Instrucciones de la tarea: Reescribe todas las líneas de las entradas siguientes como una tabla Markdown con las columnas «Número» y «Línea», una fila por cada línea. Omite las líneas en blanco.
═══ Información proporcionada
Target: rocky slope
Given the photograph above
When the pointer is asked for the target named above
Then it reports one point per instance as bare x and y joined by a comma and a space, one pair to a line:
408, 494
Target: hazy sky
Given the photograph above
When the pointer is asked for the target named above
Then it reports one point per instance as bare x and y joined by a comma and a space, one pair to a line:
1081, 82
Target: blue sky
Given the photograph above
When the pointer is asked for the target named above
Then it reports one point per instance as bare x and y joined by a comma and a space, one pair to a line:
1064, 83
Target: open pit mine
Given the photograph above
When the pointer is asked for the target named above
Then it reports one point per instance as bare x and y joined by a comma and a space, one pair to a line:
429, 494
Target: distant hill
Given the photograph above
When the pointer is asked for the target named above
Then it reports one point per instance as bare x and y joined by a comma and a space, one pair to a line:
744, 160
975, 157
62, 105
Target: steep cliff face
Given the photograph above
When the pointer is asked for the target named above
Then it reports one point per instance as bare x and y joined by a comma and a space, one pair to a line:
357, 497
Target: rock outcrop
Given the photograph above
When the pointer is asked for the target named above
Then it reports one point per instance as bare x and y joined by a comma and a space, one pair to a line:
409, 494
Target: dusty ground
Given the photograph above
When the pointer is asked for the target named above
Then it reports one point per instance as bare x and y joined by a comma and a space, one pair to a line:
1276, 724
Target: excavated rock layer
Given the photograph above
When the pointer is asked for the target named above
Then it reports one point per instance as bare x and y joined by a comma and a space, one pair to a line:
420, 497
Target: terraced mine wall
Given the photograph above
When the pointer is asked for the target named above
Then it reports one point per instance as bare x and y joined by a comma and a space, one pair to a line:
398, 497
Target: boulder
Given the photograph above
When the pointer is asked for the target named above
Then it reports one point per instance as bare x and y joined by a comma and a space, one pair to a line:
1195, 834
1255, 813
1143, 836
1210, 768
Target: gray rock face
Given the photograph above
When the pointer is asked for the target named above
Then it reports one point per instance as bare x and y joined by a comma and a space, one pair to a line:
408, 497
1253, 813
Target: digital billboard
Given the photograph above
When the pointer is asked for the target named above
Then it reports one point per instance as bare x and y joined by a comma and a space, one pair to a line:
══════
Resultado del ejercicio:
| Número | Línea |
|---|---|
| 1 | Target: rocky slope |
| 2 | Given the photograph above |
| 3 | When the pointer is asked for the target named above |
| 4 | Then it reports one point per instance as bare x and y joined by a comma and a space, one pair to a line: |
| 5 | 408, 494 |
| 6 | Target: hazy sky |
| 7 | Given the photograph above |
| 8 | When the pointer is asked for the target named above |
| 9 | Then it reports one point per instance as bare x and y joined by a comma and a space, one pair to a line: |
| 10 | 1081, 82 |
| 11 | Target: blue sky |
| 12 | Given the photograph above |
| 13 | When the pointer is asked for the target named above |
| 14 | Then it reports one point per instance as bare x and y joined by a comma and a space, one pair to a line: |
| 15 | 1064, 83 |
| 16 | Target: open pit mine |
| 17 | Given the photograph above |
| 18 | When the pointer is asked for the target named above |
| 19 | Then it reports one point per instance as bare x and y joined by a comma and a space, one pair to a line: |
| 20 | 429, 494 |
| 21 | Target: distant hill |
| 22 | Given the photograph above |
| 23 | When the pointer is asked for the target named above |
| 24 | Then it reports one point per instance as bare x and y joined by a comma and a space, one pair to a line: |
| 25 | 744, 160 |
| 26 | 975, 157 |
| 27 | 62, 105 |
| 28 | Target: steep cliff face |
| 29 | Given the photograph above |
| 30 | When the pointer is asked for the target named above |
| 31 | Then it reports one point per instance as bare x and y joined by a comma and a space, one pair to a line: |
| 32 | 357, 497 |
| 33 | Target: rock outcrop |
| 34 | Given the photograph above |
| 35 | When the pointer is asked for the target named above |
| 36 | Then it reports one point per instance as bare x and y joined by a comma and a space, one pair to a line: |
| 37 | 409, 494 |
| 38 | Target: dusty ground |
| 39 | Given the photograph above |
| 40 | When the pointer is asked for the target named above |
| 41 | Then it reports one point per instance as bare x and y joined by a comma and a space, one pair to a line: |
| 42 | 1276, 724 |
| 43 | Target: excavated rock layer |
| 44 | Given the photograph above |
| 45 | When the pointer is asked for the target named above |
| 46 | Then it reports one point per instance as bare x and y joined by a comma and a space, one pair to a line: |
| 47 | 420, 497 |
| 48 | Target: terraced mine wall |
| 49 | Given the photograph above |
| 50 | When the pointer is asked for the target named above |
| 51 | Then it reports one point per instance as bare x and y joined by a comma and a space, one pair to a line: |
| 52 | 398, 497 |
| 53 | Target: boulder |
| 54 | Given the photograph above |
| 55 | When the pointer is asked for the target named above |
| 56 | Then it reports one point per instance as bare x and y joined by a comma and a space, one pair to a line: |
| 57 | 1195, 834 |
| 58 | 1255, 813 |
| 59 | 1143, 836 |
| 60 | 1210, 768 |
| 61 | Target: gray rock face |
| 62 | Given the photograph above |
| 63 | When the pointer is asked for the target named above |
| 64 | Then it reports one point per instance as bare x and y joined by a comma and a space, one pair to a line: |
| 65 | 408, 497 |
| 66 | 1253, 813 |
| 67 | Target: digital billboard |
| 68 | Given the photograph above |
| 69 | When the pointer is asked for the target named above |
| 70 | Then it reports one point per instance as bare x and y joined by a comma and a space, one pair to a line: |